Work order: Please count the lines in the data below that hold the word "plant", and give only the number.

==========

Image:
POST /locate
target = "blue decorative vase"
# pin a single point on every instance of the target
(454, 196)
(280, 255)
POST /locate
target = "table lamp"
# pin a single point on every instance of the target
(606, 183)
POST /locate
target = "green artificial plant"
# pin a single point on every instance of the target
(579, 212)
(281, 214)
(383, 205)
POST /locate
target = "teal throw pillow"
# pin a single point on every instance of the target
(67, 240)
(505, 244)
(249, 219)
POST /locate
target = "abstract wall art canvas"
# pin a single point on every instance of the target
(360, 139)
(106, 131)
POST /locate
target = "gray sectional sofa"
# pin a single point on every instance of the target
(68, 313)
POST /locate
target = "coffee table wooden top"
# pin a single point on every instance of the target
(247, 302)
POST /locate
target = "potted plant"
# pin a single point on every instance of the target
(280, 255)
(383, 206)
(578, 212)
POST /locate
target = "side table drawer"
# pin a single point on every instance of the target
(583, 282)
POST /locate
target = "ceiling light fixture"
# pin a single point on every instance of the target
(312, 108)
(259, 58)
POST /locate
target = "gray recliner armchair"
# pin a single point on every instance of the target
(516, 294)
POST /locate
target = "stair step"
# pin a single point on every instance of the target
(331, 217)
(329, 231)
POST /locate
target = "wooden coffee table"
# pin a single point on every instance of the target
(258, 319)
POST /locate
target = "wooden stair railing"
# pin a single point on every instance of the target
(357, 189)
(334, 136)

==========

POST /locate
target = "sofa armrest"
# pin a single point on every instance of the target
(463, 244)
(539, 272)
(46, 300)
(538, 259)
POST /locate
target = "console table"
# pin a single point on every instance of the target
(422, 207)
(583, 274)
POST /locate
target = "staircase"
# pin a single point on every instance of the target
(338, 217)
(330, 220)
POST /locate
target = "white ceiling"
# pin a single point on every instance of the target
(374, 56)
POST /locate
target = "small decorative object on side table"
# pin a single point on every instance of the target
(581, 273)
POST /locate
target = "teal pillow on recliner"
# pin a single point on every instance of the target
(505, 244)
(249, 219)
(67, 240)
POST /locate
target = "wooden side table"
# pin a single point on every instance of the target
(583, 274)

==========

Task response: 2